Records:
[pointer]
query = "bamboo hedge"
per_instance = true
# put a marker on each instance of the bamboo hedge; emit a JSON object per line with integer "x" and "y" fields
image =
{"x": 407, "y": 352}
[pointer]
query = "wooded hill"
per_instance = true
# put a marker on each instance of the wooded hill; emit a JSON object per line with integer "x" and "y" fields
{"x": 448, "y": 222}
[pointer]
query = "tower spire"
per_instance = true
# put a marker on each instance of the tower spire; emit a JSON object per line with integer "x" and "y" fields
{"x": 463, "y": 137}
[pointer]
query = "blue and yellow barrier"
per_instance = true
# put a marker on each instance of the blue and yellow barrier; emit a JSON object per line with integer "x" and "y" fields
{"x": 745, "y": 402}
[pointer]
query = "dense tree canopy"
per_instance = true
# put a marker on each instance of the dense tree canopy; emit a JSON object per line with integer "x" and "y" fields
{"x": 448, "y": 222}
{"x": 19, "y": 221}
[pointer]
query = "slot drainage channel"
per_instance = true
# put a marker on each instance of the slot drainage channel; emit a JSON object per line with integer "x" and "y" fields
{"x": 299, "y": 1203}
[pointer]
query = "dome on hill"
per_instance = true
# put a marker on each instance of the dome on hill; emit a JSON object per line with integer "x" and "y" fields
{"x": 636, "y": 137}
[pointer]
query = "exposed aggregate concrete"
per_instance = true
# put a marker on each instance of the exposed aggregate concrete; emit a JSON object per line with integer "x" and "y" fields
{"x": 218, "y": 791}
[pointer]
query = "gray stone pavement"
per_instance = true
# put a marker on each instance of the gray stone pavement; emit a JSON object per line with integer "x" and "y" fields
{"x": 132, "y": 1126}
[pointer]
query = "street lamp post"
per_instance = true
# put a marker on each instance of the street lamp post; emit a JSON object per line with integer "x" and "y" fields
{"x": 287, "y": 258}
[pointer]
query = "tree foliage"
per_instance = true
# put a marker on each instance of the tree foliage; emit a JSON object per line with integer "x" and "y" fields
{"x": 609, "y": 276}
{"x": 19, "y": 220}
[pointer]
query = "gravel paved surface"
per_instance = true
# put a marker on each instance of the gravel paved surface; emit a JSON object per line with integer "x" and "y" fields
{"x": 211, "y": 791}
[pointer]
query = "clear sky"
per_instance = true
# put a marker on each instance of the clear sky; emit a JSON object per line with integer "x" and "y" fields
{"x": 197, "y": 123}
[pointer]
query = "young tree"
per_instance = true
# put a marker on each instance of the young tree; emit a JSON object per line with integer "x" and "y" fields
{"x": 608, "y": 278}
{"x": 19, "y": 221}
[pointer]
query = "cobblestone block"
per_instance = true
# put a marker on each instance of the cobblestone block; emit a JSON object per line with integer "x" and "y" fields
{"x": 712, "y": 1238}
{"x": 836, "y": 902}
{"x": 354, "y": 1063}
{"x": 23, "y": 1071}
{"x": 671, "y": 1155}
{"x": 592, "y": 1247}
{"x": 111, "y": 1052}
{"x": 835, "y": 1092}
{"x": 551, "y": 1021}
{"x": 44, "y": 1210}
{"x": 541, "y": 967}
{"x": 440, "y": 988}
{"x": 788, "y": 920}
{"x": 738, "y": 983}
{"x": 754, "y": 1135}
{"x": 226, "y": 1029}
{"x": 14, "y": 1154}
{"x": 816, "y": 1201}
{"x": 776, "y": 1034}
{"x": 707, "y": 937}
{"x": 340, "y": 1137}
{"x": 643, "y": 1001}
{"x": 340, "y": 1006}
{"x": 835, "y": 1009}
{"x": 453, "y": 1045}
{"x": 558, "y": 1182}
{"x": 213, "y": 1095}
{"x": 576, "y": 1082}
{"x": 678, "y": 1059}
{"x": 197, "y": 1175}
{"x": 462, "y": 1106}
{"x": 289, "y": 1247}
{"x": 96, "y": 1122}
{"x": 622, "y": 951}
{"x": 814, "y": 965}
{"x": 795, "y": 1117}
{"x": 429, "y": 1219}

## INSTRUCTIONS FOR THE TASK
How many lines in the entries above contain the string "exposed"? Reply with the number alone.

## PROBLEM SOLUTION
2